Rename "query_string" to "search_term" everywhere in the entries below and reproduce all of them with no other change. Leave the pictures out of your answer.

Entries in a dataset
━━━━━━

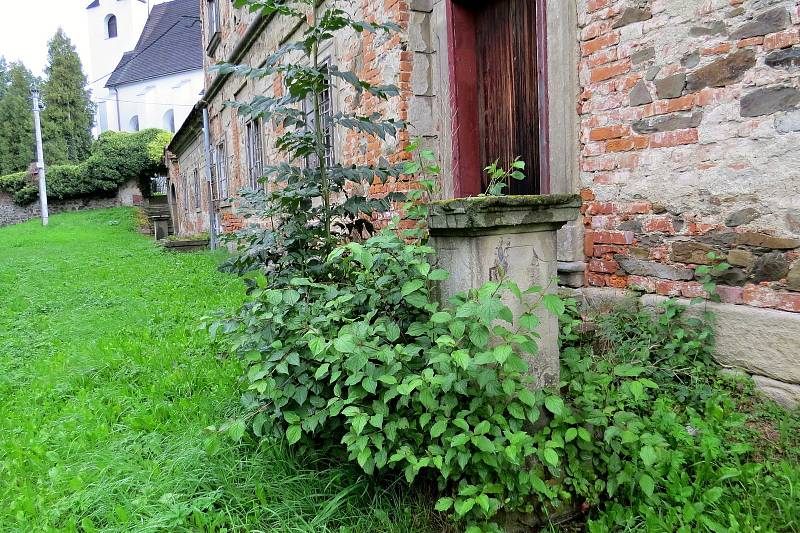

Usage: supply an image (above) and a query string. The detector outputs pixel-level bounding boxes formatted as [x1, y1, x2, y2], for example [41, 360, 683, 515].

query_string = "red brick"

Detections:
[628, 276, 656, 292]
[775, 292, 800, 313]
[581, 32, 619, 57]
[717, 285, 744, 305]
[650, 129, 700, 148]
[588, 259, 619, 274]
[764, 28, 800, 50]
[586, 272, 606, 287]
[589, 60, 631, 83]
[589, 124, 631, 141]
[606, 276, 628, 289]
[606, 135, 650, 152]
[742, 285, 781, 307]
[642, 217, 675, 235]
[594, 231, 634, 245]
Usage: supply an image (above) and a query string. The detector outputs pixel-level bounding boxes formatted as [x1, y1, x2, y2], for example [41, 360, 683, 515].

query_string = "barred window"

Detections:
[214, 141, 230, 200]
[303, 64, 336, 168]
[245, 118, 264, 189]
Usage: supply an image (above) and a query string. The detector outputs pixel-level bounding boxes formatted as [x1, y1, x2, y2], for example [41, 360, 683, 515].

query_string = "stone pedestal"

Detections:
[428, 195, 581, 386]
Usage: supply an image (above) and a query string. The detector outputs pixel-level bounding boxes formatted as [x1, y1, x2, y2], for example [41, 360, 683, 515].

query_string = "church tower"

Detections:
[86, 0, 152, 133]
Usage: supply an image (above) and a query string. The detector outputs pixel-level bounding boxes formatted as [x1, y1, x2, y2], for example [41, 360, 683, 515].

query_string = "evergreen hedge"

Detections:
[0, 129, 172, 205]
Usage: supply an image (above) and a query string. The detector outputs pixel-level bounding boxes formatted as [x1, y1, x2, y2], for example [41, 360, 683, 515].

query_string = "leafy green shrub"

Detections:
[0, 129, 172, 205]
[211, 231, 572, 521]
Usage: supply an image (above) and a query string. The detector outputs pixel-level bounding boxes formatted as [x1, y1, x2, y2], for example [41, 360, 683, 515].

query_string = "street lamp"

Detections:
[31, 85, 49, 226]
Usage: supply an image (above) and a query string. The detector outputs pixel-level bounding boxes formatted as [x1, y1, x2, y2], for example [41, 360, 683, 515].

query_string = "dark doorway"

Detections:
[448, 0, 549, 196]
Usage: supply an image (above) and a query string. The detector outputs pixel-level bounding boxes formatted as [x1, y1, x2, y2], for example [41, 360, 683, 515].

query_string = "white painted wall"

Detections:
[84, 0, 178, 135]
[107, 69, 203, 131]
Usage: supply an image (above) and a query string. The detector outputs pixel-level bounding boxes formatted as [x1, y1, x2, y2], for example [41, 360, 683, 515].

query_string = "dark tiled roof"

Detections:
[86, 0, 147, 9]
[106, 0, 203, 87]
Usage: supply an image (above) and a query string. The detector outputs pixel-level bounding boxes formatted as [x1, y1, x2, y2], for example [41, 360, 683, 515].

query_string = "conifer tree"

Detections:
[42, 28, 94, 164]
[0, 63, 36, 174]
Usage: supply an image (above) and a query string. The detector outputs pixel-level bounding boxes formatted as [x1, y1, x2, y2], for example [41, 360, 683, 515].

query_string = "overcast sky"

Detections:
[0, 0, 169, 79]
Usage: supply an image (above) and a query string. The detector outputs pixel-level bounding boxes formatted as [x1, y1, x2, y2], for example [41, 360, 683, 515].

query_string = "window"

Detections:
[106, 15, 117, 39]
[206, 0, 222, 36]
[245, 119, 264, 189]
[449, 0, 549, 196]
[214, 141, 230, 200]
[303, 63, 336, 168]
[163, 109, 175, 133]
[192, 169, 200, 209]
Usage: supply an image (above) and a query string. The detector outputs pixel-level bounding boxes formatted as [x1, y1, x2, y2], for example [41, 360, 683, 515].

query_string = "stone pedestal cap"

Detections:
[428, 194, 581, 236]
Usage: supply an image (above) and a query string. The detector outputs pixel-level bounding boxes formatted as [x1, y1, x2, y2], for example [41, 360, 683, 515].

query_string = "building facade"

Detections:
[87, 0, 203, 133]
[167, 0, 800, 404]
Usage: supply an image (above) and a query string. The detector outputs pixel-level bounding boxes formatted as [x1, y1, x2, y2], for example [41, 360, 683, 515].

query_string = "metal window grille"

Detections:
[194, 169, 200, 209]
[214, 141, 230, 200]
[303, 68, 336, 168]
[246, 119, 264, 189]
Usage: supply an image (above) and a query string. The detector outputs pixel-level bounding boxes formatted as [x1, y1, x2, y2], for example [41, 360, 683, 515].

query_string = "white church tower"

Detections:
[86, 0, 151, 133]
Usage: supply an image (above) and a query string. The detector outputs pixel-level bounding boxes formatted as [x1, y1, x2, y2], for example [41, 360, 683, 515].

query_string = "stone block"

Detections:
[428, 195, 581, 387]
[731, 7, 792, 39]
[764, 46, 800, 69]
[614, 254, 694, 281]
[736, 232, 800, 250]
[633, 112, 703, 135]
[750, 252, 789, 283]
[686, 49, 756, 92]
[741, 85, 800, 117]
[656, 73, 686, 100]
[725, 207, 761, 228]
[630, 81, 653, 107]
[670, 241, 716, 265]
[753, 375, 800, 410]
[775, 110, 800, 133]
[611, 7, 653, 29]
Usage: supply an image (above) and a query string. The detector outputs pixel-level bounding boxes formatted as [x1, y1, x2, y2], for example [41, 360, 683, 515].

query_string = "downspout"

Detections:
[203, 105, 217, 250]
[114, 87, 122, 131]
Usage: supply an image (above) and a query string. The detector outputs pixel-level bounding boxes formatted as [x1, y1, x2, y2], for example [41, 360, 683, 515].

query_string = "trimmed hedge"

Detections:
[0, 129, 172, 205]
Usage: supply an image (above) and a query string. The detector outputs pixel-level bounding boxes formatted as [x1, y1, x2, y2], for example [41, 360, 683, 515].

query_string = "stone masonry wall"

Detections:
[203, 0, 424, 231]
[578, 0, 800, 312]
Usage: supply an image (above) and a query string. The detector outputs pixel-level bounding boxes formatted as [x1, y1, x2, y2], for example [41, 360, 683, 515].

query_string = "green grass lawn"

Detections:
[0, 209, 438, 532]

━━━━━━

• **Response**
Usage: supply an image (above) and a query string. The detector outputs pixel-level bounding boxes formatted as [x1, y1, x2, y2], for example [41, 360, 683, 515].

search_term = "red brick"

Detections:
[628, 276, 656, 292]
[775, 292, 800, 313]
[581, 32, 619, 57]
[717, 285, 744, 305]
[650, 129, 700, 148]
[588, 259, 619, 274]
[764, 28, 800, 50]
[586, 272, 606, 287]
[589, 60, 631, 83]
[589, 124, 631, 141]
[606, 276, 628, 289]
[606, 135, 650, 152]
[742, 285, 781, 307]
[642, 217, 675, 235]
[594, 231, 634, 245]
Usage: supply an image (above) and a query string. The detector outputs pixel-level bounding boxes formatted as [x1, y1, x2, y2], for example [41, 360, 683, 515].

search_term = "barred window"

Detections:
[214, 141, 230, 200]
[303, 64, 336, 168]
[245, 118, 264, 189]
Usage: supply an image (above) and a query string. The detector outputs pixel-level bounding boxes formatted as [x1, y1, x2, y2], for example [41, 360, 683, 515].

search_term = "stone pedestal"

Detections:
[428, 195, 581, 386]
Usage: supply an image (above) and a query string. The detector outputs pixel-level bounding boxes formatted as [x1, y1, x2, y2], for example [41, 360, 683, 515].

search_term = "church tower"

Detections:
[86, 0, 152, 133]
Usage: supply an image (above) and a query string. The detector outputs pixel-level bounding boxes formatted as [x1, y1, x2, y2], for example [41, 360, 683, 515].

search_term = "evergreen hedge"

Detections:
[0, 129, 172, 205]
Usage: supply an image (above) and a query string. The detector outputs pixel-level bounding boxes formatted as [x1, y1, x2, y2], for example [41, 360, 683, 515].

search_term = "leafy green shrub"

Detections:
[0, 129, 172, 205]
[211, 231, 572, 521]
Usage: supply an image (above) and a query string. The detector outputs pixel-level bounding boxes formatted as [x1, y1, x2, y2], for example [41, 360, 683, 515].

search_term = "street lamp"

Detections:
[31, 85, 49, 226]
Usage: supply an image (above) and a query string. The detector outputs pixel-level bounding boxes formatted as [x1, y1, x2, y2], for example [41, 360, 683, 515].

search_term = "dark doorway"

Detections:
[448, 0, 549, 196]
Usage: supply an image (above) and a query string. The detector outputs pixel-level bounding boxes formatted as [x1, y1, x2, y2], for example [41, 360, 683, 515].

search_term = "white painted wall"

Detections:
[84, 0, 178, 135]
[107, 69, 203, 131]
Usage: supply an image (above) and a query string. The detector outputs pixel-level bounding boxes formatted as [x1, y1, x2, y2], for example [41, 360, 683, 515].

search_term = "dark tiled roof"

Detections:
[86, 0, 147, 9]
[106, 0, 203, 87]
Usage: supply an image (above) and a query string. The detector outputs pixel-level bounding boxes formatted as [x1, y1, x2, y2], for example [41, 360, 683, 515].

search_term = "conifer tree"

Detections:
[42, 28, 94, 164]
[0, 63, 36, 174]
Usage: supply an image (above) and a query string. The detector outputs pixel-level bounding boxes formatted as [x1, y1, x2, y2], for example [41, 360, 683, 515].

search_term = "overcast sky"

Detections:
[0, 0, 169, 79]
Usage: supply an image (above) and a query string. The detector outputs pixel-level bounding boxes formatted as [x1, y1, x2, y2], for example [41, 360, 683, 515].

search_term = "window"

Detections:
[106, 15, 117, 39]
[206, 0, 222, 36]
[245, 119, 264, 189]
[449, 0, 549, 196]
[214, 141, 230, 200]
[303, 63, 336, 168]
[163, 109, 175, 133]
[192, 169, 200, 209]
Usage: supply an image (above) and a query string. The detector outputs pixel-level bounding boxes formatted as [x1, y1, x2, y2], for example [41, 360, 683, 515].

search_term = "stone pedestal cap"

Detections:
[428, 194, 581, 236]
Usage: supply an image (above) and a query string. The detector outputs pixel-level bounding boxes formatted as [x1, y1, x2, y2], for example [41, 360, 683, 515].

search_term = "building facade"

Detections:
[87, 0, 203, 133]
[167, 0, 800, 404]
Usage: supply an image (above) and a query string. The detector outputs pixel-level bounding boxes formatted as [x1, y1, x2, y2], for example [41, 360, 683, 515].

search_term = "metal window grille"

Detections:
[194, 169, 200, 209]
[214, 141, 230, 200]
[303, 68, 336, 168]
[246, 119, 264, 189]
Usage: supply an image (above) and a query string. The detector outputs pixel-level bounding boxes formatted as [x1, y1, x2, y2], for example [41, 360, 683, 515].

search_term = "white church tower"

Detections:
[86, 0, 151, 133]
Usage: supply an image (above) and a query string. The detector outputs pixel-level bounding boxes formatted as [x1, y1, x2, y2], for example [41, 360, 683, 515].

search_term = "stone block"

Detections:
[428, 195, 581, 387]
[731, 7, 792, 39]
[764, 46, 800, 69]
[614, 254, 694, 281]
[736, 232, 800, 250]
[633, 112, 703, 135]
[750, 252, 789, 283]
[686, 49, 756, 92]
[741, 85, 800, 117]
[656, 73, 686, 100]
[725, 207, 761, 228]
[630, 81, 653, 107]
[670, 241, 716, 265]
[753, 375, 800, 410]
[775, 110, 800, 133]
[611, 7, 653, 29]
Usage: supply an image (above) and a query string. The detector outputs pixel-level bounding boxes formatted as [x1, y1, x2, y2], for example [41, 360, 683, 515].

search_term = "downspout"

Detections:
[203, 105, 217, 250]
[114, 87, 122, 131]
Usage: supply an image (above) and a query string. The detector outputs pixel-level bounding boxes formatted as [x1, y1, x2, y2], for example [41, 360, 683, 515].

search_term = "trimmed hedge"

Detections:
[0, 129, 172, 205]
Usage: supply an image (above) and a query string. The detector outputs pixel-level bounding boxes formatted as [x1, y1, x2, y2], for example [41, 360, 683, 515].

search_term = "stone masonry wall"

Detections:
[203, 0, 424, 231]
[578, 0, 800, 312]
Usage: supply an image (above) and a query string. The detector outputs pixel-level bounding boxes formatted as [x1, y1, x2, y2], for example [41, 360, 683, 515].

search_term = "green grass lawn"

Detections:
[0, 209, 438, 532]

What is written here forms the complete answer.